* [What is required]: Any picture among the records should be left out, please; retype the rest exactly.

* [Given data]:
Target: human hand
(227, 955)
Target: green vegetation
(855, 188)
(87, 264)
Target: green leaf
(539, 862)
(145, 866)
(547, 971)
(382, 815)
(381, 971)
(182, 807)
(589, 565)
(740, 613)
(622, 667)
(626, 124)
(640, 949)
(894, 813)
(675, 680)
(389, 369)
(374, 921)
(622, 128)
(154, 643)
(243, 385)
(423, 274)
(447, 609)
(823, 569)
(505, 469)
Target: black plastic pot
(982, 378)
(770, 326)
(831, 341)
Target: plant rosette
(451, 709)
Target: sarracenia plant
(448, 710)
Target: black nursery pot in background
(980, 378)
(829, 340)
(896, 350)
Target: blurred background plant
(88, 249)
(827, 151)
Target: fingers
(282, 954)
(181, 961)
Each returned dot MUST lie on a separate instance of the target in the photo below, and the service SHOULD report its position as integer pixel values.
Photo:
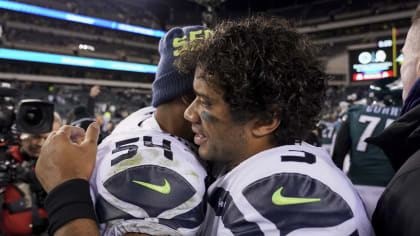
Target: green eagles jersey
(368, 163)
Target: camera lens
(33, 116)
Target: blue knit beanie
(169, 82)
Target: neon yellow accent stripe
(280, 200)
(164, 189)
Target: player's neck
(170, 118)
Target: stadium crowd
(233, 140)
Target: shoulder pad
(153, 188)
(292, 201)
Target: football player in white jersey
(147, 178)
(259, 90)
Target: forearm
(79, 227)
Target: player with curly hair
(260, 89)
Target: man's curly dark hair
(266, 69)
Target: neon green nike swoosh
(280, 200)
(164, 189)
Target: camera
(31, 116)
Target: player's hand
(68, 153)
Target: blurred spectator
(22, 196)
(370, 170)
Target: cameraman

* [Output below]:
Target: human hand
(227, 955)
Target: green vegetation
(855, 188)
(87, 264)
Target: green leaf
(539, 862)
(145, 866)
(547, 971)
(382, 815)
(381, 971)
(182, 807)
(589, 565)
(740, 613)
(622, 667)
(626, 124)
(640, 949)
(894, 813)
(675, 680)
(389, 369)
(374, 921)
(622, 128)
(154, 643)
(243, 385)
(423, 274)
(447, 609)
(823, 569)
(505, 469)
Target: black plastic pot
(982, 378)
(770, 326)
(831, 341)
Target: plant rosette
(451, 709)
Target: sarracenia plant
(448, 710)
Target: black nursery pot in background
(980, 378)
(829, 340)
(896, 350)
Target: blurred background plant
(88, 249)
(827, 151)
Target: fingers
(282, 954)
(181, 961)
Each returned dot MUST lie on a separate instance of the target in the photo below, and the service SHOULD report its position as integer pixel values.
Photo:
Target: green eagles jersey
(368, 163)
Target: camera lens
(33, 116)
Target: blue knit beanie
(169, 82)
Target: neon yellow accent stripe
(280, 200)
(164, 189)
Target: player's neck
(170, 118)
Target: stadium crowd
(233, 140)
Target: shoulder pad
(153, 188)
(292, 201)
Target: football player in white jersey
(147, 178)
(259, 90)
Target: forearm
(79, 227)
Target: player with curly hair
(260, 89)
Target: man's curly dark hair
(266, 69)
Target: neon green nike swoosh
(280, 200)
(164, 189)
Target: camera
(31, 116)
Target: player's hand
(68, 153)
Target: blurred spectator
(22, 196)
(370, 170)
Target: cameraman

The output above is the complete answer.